抜粋:
2008-02-04

278 pが総てかアルペジオの独立性 05-02-2008(火)

 さて、最近の読者のためにざっと大きな流れを振り返ってみましょう。筆者が大昔学生時代に目にした『ホセ・ルイス・ゴンザレス・ギタ-・テクニック・ノ-ト』に書いてあった左右の手の指の独立性について(コルムナ246)、まず左手の独立性から(同244~265)、そして、右手の独立性(同266~)に入って、スケール、そして、先々週からアルペジオも各指の独立性をテ-マにコルムナしています。
 つまり、アルペジオも各指の独立性が養われなければ弾けないことになりますが、“各指”とは先週のコルムナの一番最後の『ima、そして、pもです。』に注目して下さい。一週間後の今読み返してみると、これはいかにも含ませ振りであることにお気付きでしょうか?
 通常アルペジオと言えばimaの問題と捉えがちです。しかし、スペインギタ-週間コルムナは目に見えるそこではなく、いつでも目に見えないその原因にまで言及します。どうもiの爪が弦に引っ掛かる、mが跳ねて仕方がない、aの音が小さい(誰でもそうですが)・・・。これらは確かに問題ですが、目に見える問題であり、言わばimaの症状です。そう考えてみればギタ-の上達は右手だけでなく左手も指の症状との闘いの過程であるとも言えます。

問題 1: 抜粋の中で「imaの症状」にあたるものとして挙げられている事例を、すべて書き出しなさい。
問題 2: 抜粋によると、筆者が学生時代に目にした本の題名は何ですか。

データ:
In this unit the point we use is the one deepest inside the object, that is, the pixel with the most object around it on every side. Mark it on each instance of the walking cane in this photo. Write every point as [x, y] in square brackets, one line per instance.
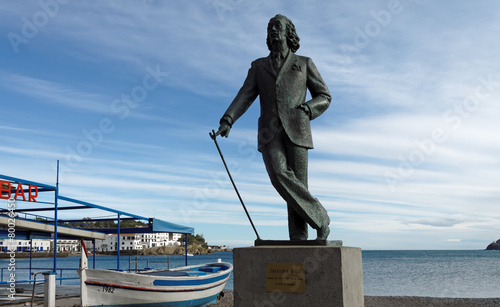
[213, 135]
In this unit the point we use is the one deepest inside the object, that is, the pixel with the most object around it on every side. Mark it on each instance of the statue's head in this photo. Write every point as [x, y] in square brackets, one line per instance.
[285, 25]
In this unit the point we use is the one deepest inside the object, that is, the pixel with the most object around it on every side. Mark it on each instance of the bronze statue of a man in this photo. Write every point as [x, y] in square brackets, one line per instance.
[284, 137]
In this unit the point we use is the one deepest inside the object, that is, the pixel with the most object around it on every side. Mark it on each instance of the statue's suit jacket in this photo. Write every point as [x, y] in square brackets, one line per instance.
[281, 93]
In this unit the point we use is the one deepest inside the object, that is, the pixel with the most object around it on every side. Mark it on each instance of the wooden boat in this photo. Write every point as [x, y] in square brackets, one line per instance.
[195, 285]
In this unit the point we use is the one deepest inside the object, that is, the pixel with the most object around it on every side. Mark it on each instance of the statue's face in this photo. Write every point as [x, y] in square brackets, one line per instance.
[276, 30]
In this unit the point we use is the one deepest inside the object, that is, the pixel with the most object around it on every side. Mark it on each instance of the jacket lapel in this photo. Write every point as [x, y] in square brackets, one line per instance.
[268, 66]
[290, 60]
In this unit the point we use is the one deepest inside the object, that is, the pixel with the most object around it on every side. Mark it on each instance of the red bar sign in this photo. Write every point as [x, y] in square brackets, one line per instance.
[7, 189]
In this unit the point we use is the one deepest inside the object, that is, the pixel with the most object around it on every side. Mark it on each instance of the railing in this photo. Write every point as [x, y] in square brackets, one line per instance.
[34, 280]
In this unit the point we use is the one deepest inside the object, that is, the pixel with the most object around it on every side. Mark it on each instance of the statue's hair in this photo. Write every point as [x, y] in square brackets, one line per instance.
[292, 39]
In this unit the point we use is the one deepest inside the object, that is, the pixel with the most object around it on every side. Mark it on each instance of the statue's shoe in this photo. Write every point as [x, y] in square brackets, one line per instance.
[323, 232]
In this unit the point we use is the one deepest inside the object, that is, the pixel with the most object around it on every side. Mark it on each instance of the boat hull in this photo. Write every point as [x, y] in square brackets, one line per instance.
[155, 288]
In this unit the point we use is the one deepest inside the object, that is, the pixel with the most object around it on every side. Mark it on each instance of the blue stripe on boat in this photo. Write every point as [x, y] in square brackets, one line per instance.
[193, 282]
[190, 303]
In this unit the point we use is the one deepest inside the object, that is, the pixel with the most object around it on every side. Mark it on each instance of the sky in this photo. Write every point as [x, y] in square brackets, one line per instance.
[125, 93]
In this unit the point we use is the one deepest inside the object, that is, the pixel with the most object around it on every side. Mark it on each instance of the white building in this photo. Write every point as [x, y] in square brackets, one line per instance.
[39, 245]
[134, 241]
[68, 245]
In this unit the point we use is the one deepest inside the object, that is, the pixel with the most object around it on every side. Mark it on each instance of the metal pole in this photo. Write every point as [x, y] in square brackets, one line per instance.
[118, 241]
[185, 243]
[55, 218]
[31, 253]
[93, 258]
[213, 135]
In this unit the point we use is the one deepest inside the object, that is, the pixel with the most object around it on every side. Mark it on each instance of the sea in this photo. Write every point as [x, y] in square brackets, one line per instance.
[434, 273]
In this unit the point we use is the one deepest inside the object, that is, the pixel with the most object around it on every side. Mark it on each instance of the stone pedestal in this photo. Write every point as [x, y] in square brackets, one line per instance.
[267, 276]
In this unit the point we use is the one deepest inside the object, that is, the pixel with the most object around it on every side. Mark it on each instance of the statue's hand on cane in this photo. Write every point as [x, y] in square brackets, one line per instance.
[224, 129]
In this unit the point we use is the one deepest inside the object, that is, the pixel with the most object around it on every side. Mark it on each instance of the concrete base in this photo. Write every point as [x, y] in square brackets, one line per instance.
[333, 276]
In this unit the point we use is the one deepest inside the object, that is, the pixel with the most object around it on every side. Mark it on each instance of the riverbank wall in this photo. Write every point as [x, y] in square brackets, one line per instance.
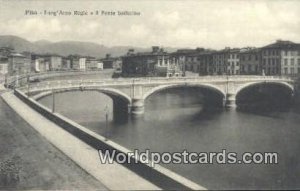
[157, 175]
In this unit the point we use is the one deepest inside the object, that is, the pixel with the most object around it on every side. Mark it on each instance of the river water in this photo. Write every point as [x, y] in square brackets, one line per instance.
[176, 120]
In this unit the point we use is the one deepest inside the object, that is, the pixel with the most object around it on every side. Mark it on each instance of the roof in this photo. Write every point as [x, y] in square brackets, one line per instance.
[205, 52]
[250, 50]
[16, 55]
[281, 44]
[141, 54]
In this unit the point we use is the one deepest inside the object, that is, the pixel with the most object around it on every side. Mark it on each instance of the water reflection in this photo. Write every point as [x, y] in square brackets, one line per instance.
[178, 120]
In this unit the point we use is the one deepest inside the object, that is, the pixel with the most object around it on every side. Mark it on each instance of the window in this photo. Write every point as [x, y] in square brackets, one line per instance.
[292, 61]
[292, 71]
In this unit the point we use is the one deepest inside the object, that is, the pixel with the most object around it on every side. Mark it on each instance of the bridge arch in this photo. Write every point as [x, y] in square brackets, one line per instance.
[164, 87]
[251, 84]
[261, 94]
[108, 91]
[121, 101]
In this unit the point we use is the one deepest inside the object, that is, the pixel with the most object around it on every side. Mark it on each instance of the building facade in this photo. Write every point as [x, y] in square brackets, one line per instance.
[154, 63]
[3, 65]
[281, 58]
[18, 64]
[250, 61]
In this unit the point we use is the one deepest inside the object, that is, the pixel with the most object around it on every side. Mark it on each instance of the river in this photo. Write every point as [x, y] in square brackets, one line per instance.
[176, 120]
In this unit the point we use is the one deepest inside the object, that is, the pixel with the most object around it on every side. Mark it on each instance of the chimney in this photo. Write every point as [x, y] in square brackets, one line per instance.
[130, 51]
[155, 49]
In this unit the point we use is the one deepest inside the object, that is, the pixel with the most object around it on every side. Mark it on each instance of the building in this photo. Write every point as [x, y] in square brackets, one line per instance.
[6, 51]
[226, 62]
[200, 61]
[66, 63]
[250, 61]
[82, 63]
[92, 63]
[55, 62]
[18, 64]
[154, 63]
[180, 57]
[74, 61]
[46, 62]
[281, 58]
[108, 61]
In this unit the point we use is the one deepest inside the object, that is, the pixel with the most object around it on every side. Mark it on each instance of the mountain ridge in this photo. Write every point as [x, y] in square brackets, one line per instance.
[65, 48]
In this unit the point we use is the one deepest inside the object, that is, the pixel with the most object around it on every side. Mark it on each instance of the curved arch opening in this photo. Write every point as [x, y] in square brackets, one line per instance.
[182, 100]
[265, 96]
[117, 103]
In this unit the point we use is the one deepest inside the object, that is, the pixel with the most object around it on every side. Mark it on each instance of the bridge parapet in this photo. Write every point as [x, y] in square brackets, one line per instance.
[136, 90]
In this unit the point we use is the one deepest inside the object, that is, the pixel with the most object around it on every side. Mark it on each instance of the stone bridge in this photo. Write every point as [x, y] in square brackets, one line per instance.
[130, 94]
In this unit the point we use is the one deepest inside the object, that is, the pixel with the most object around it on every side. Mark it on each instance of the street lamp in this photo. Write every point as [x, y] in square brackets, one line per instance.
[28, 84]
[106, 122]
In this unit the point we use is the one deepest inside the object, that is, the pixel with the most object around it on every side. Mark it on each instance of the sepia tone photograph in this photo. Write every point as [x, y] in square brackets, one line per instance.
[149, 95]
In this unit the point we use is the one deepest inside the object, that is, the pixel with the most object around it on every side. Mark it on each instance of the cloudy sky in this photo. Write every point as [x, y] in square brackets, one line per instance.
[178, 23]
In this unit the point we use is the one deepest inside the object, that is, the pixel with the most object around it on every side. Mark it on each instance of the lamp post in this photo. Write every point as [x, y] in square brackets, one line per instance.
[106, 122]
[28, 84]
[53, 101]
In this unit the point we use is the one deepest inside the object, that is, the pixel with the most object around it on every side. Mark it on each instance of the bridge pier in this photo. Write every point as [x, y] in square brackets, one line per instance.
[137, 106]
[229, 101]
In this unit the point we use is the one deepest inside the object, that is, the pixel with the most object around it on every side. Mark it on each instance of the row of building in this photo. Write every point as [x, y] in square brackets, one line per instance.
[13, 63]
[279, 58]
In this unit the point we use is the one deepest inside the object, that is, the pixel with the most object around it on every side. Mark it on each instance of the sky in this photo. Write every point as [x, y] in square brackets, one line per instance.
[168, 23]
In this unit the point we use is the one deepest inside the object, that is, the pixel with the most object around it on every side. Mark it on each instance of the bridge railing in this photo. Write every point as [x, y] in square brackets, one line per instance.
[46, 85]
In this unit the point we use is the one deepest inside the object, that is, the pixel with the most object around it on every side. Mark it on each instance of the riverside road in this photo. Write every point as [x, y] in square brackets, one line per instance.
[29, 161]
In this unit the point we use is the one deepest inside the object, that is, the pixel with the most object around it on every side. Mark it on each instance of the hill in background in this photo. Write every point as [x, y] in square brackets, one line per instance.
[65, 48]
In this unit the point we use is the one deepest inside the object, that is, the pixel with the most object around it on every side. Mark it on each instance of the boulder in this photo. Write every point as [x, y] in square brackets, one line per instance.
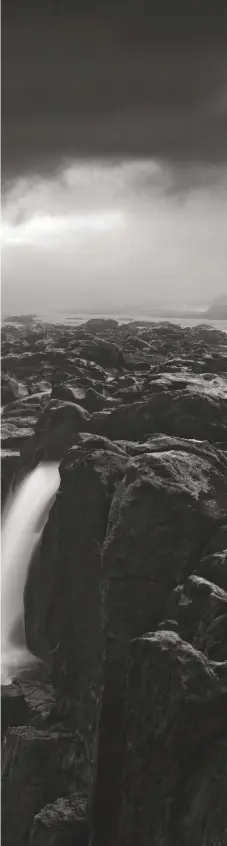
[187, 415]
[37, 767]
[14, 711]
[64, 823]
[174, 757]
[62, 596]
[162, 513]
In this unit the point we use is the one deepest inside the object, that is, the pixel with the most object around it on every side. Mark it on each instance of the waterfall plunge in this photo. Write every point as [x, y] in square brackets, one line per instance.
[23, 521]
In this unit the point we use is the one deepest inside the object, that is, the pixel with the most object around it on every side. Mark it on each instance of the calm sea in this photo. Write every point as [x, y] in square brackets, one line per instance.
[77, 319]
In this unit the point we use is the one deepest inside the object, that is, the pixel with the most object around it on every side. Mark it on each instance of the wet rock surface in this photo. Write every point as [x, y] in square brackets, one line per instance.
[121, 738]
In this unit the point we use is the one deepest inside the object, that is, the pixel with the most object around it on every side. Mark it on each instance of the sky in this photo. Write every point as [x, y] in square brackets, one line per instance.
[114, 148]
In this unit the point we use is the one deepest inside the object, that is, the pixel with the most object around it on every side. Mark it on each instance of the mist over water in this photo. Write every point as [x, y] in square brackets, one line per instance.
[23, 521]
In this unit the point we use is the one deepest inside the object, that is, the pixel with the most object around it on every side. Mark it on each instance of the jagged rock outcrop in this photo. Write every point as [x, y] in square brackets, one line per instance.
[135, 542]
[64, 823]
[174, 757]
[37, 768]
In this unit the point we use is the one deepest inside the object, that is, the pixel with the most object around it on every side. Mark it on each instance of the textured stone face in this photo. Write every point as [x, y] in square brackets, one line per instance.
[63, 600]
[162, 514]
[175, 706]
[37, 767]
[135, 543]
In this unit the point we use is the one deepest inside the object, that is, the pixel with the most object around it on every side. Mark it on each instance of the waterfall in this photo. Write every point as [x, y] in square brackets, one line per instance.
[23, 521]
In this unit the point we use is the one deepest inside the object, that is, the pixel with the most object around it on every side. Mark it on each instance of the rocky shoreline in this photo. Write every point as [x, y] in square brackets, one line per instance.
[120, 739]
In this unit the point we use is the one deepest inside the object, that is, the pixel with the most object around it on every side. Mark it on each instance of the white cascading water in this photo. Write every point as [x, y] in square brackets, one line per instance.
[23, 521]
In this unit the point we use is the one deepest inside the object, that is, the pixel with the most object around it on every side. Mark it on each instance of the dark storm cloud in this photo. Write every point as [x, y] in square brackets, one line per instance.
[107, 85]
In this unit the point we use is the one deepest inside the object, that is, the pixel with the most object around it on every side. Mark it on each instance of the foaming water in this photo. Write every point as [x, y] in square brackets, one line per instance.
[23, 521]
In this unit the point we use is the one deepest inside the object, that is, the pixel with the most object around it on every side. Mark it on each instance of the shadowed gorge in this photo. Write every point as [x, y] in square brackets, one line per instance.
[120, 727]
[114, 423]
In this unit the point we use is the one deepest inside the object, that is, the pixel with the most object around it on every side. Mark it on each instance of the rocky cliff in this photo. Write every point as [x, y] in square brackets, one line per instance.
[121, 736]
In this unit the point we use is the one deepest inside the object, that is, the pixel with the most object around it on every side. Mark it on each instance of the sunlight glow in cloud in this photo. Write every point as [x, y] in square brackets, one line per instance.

解答欄 1:
・iの爪が弦に引っ掛かる
・mが跳ねて仕方がない
・aの音が小さい

解答欄 2: 『ホセ・ルイス・ゴンザレス・ギタ-・テクニック・ノ-ト』